- _THE TASK_
Each record below is to be retyped exactly, with its pictures omitted.
*** Opening of RECORD EXCERPTS ***
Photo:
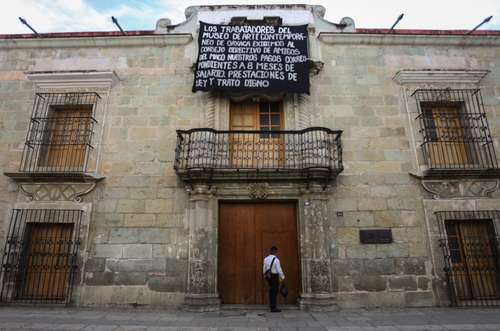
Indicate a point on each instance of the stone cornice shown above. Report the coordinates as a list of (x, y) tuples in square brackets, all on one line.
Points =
[(173, 39), (410, 76), (73, 79), (414, 40)]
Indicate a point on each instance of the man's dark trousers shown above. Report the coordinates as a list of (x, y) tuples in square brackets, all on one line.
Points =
[(274, 284)]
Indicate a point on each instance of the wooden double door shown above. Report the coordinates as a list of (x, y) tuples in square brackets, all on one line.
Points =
[(474, 259), (46, 260), (251, 150), (246, 233)]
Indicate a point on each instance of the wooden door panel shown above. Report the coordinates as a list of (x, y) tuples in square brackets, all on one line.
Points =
[(449, 149), (67, 138), (480, 260), (47, 259), (261, 225), (474, 266), (251, 151)]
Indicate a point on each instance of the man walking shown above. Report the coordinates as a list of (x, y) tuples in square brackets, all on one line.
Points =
[(273, 274)]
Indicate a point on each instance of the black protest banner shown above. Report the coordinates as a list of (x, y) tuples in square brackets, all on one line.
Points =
[(261, 57)]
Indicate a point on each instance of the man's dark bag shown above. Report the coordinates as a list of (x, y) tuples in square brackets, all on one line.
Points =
[(284, 290)]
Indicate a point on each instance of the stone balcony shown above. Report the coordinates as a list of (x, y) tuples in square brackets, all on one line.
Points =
[(312, 154)]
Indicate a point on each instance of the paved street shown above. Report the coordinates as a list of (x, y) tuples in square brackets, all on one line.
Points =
[(29, 318)]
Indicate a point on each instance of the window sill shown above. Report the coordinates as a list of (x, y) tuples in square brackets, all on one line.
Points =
[(54, 177), (458, 173)]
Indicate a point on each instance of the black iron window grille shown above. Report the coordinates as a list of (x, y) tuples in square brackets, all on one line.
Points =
[(455, 130), (60, 134), (470, 244), (308, 153), (40, 256)]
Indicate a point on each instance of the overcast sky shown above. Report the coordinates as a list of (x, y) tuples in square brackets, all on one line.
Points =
[(94, 15)]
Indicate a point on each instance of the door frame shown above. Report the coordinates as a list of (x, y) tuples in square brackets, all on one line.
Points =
[(246, 200)]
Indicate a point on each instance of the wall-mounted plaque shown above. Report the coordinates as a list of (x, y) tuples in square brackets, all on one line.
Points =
[(375, 236), (252, 57)]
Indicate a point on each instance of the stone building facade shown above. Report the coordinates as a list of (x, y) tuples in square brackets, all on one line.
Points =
[(135, 228)]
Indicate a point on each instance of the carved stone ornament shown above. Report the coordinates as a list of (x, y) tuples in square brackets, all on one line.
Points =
[(320, 280), (258, 190), (199, 276), (56, 192), (441, 189)]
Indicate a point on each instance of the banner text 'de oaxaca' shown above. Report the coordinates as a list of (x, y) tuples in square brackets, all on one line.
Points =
[(261, 57)]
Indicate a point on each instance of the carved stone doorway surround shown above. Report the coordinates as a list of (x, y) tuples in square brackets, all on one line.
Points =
[(313, 232)]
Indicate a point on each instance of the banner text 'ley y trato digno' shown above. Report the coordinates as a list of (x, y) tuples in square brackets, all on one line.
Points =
[(260, 57)]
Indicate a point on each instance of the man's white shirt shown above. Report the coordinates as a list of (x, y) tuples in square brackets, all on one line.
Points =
[(276, 269)]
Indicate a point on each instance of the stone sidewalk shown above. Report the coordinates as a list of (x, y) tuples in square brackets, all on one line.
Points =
[(45, 318)]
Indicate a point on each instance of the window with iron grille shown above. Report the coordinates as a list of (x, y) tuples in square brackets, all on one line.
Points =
[(40, 256), (470, 245), (455, 130), (60, 134)]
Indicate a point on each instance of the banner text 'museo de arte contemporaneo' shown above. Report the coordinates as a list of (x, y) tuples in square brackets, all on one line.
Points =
[(261, 57)]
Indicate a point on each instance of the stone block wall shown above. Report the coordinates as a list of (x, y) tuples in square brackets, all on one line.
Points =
[(356, 93)]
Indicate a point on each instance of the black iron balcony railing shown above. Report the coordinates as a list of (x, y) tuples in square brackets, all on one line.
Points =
[(455, 132), (313, 153)]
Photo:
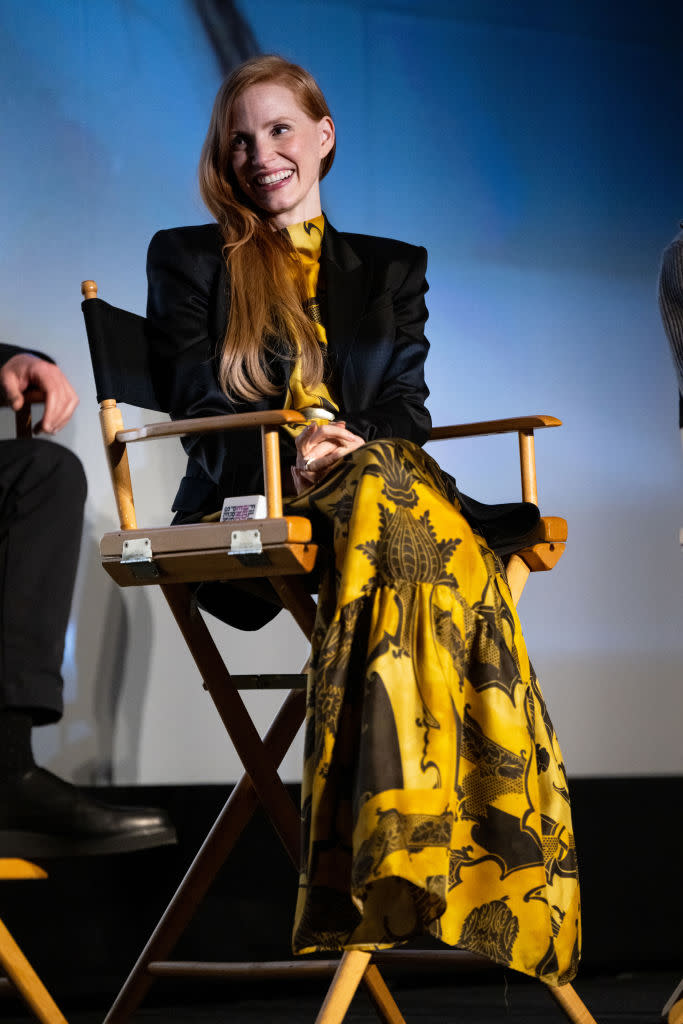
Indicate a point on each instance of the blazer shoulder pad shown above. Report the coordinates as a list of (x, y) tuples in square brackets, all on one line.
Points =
[(380, 248), (191, 239)]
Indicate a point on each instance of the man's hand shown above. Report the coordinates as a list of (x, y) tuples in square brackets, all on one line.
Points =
[(24, 372), (318, 448)]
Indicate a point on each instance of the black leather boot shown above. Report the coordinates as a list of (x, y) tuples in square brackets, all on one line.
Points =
[(43, 816)]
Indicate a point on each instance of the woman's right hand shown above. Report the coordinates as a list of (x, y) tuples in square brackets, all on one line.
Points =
[(318, 448)]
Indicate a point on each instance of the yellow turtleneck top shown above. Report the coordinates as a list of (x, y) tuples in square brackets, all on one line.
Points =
[(307, 240)]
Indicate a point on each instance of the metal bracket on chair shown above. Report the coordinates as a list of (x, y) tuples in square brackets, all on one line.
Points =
[(247, 547), (137, 554)]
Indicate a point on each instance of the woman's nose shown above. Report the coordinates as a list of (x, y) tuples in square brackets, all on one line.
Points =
*** Close of RECORD EXCERPTS ***
- _WORKED SOLUTION_
Photo:
Indicate a point on each instance of the stone cornice shown above. Report the coordinates as a list of (x, y) tuples in square brackets, all on one line.
Points =
[(173, 39), (410, 76), (73, 79), (414, 40)]
Indicate a point on each instance of the man's dark trousers shown above. Report the coordinates as a list of (x, y) tuples in square brackets, all on one line.
Points =
[(274, 284)]
Indicate a point on each instance of the wooden double door shown above. Report the coordinates as a list of (x, y) tuples in square brackets, all on one line.
Points =
[(474, 259), (46, 260), (251, 150), (246, 233)]
Indicate a point on each instance of the wooden door panel shown above. Report the coordinates as a list of (x, y) tuples in square brackets, all on one line.
Points =
[(449, 149), (67, 138), (480, 260), (47, 259), (261, 225), (474, 266), (251, 151)]
Indicate a point on each instance of the man walking shown above. Report the coordinates as a list of (x, y) tuples in square brackets, all on one line.
Points =
[(273, 274)]
Indicate a point on each instance of the black protest banner shown above. Report the coordinates as a list of (x, y) tuples in square brackets, all on one line.
Points =
[(261, 57)]
Indicate a point on each instance of the man's dark bag shown above. Report the coordinates as a list of (x, y) tuples in square brackets, all on one line.
Points =
[(284, 290)]
Indicate a point on each instance of the stone balcony shown above. Report the coordinates as a list of (x, y) tuples in square brackets, all on one line.
Points =
[(312, 154)]
Indicate a point on each instance of the paved street shown above. Report the coordinates as a list of (x, y) tuples in square brackets, all on one line.
Points =
[(29, 318)]
Indicate a point on each instance of the window sill shown above. Report the coordinates as a list of (x, y) tuples in square brackets, all on one line.
Points =
[(54, 177), (458, 173)]
Indicate a point on each instance of the black iron window grille shown above. Report the coordinates as a list of (x, y) tuples in square brackets, all on one line.
Points =
[(455, 130), (60, 134), (470, 244), (308, 153), (40, 256)]
Indicate a point on each instance of the overcast sky shown above. Report the coordinates as a list of (x, y) tuples in square brackets, all on one line.
Points =
[(94, 15)]
Indicate a point on each instance of the door frame shown above. Report the coordinates as a list of (x, y) tuples in square brackets, all on one line.
Points =
[(246, 200)]
Indicate a point on each instance of the wall-mounted plaque shown above. Report the coordinates as a list of (x, y) tuples in square brackets, all on one line.
Points =
[(375, 236), (252, 57)]
Indicate a point on each instance of the stone building facade shown above. Report the coordinates as a list of (x, y) tuples in square brackets, all on one line.
Points =
[(135, 228)]
Indicate a point on each instance of the carved stone ornament shown above. Report the coordinates as a list of (x, y) tuples in square brackets, all on one line.
Points =
[(320, 280), (258, 190), (199, 276), (56, 192), (441, 189)]
Indicate a point on each instance of the banner text 'de oaxaca' shown above. Report the coordinates as a list of (x, y) tuples in square brackets, all on one line.
Points =
[(261, 57)]
Indicate a point on each instance of the carved stone doorway surround shown above. Report the coordinates as a list of (x, y) tuples in square brackets, all on one line.
Points =
[(313, 232)]
Indicate a point on each instance of the banner text 'ley y trato digno' shown above. Report the coordinates as a list of (x, y) tuples in square brackets, all on one line.
Points =
[(260, 57)]
Indicate a point on each instance of the man's white shirt shown above. Report the coordinates as a list of (x, y) tuples in square brackets, all on one line.
Points =
[(276, 269)]
Indicate a point on each instance of the stone sidewalk shown above. Report the coordinates as a list of (x, y) tuples in square brackets, all on one line.
Points =
[(45, 318)]
Indicate a point on each instance of the window with iron grille shown above. Report the coordinates as a list of (x, y) tuples in square brackets, all on one line.
Points =
[(40, 256), (470, 245), (455, 130), (60, 134)]
Indicate a point on each instance of the banner text 'museo de arte contemporaneo' shown above. Report the coordinates as a list of (x, y) tuples in square brackets, all on one line.
Points =
[(261, 57)]
Indicate a point on each instance of the stone block wall shown above. Report the coordinates as a list of (x, y) tuples in square brackets, all on one line.
Points =
[(356, 93)]
Indicate a point on each instance of the black iron balcony railing shown above. Report the coordinates as a list of (x, y) tuples in square brackets, all on one line.
Points =
[(455, 132), (313, 153)]
Photo:
Indicate a point on each instance of the blazer shoulder pad shown above. Report the coordinates as a list of (x, y) tuples in square brackets, all on one line.
Points =
[(380, 248), (191, 239)]
Indicate a point on each instance of the man's hand shown above. Report the coordinates as a list of (x, y) tuples in square brackets, all on one line.
Points =
[(24, 372), (318, 448)]
Indicate a point on each instance of the black leather boot shown above. Report the coordinates as a list of (x, y) tuples in square brackets, all on one line.
Points =
[(43, 816)]
Indicate a point on each instance of the woman's right hand shown above. Report the coordinates as a list of (x, y) tuples in square brackets, all on one line.
Points =
[(318, 448)]
Indicate a point on each instance of the yellow turtleneck top shown above. Report the coordinates as a list of (x, y) tuples in square brackets, all on one line.
Points =
[(307, 240)]
Indicate a point on each instance of the metal bracket on chair shown above. Report the coordinates as a list of (x, y) tuples in square brackets, all on one line.
Points =
[(247, 547), (137, 554)]
Indicate a point on each instance of the woman's nose shown above. Report the coordinates as a list of (x, y) tuples in square brackets, all on one line.
Points =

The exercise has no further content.